What is needed: Can you retype the material from the line with "the white painted" to the line with "point(1, 353)", both lines included, without changing a single character?

Record excerpts:
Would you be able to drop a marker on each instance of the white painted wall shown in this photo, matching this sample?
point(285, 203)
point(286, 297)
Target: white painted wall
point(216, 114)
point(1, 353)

--

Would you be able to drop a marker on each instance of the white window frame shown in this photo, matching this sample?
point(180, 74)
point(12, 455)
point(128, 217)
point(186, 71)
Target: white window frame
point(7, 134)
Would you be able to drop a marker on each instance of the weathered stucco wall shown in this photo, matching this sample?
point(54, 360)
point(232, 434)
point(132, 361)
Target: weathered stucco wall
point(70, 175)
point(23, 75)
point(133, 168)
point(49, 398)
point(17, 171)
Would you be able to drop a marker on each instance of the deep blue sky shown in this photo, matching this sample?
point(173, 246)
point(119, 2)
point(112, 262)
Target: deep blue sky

Response to this task:
Would you be able to drop a marker on each instance of the white painted wall shown in this photo, matching this sample?
point(285, 203)
point(286, 297)
Target: white painted wall
point(216, 114)
point(1, 353)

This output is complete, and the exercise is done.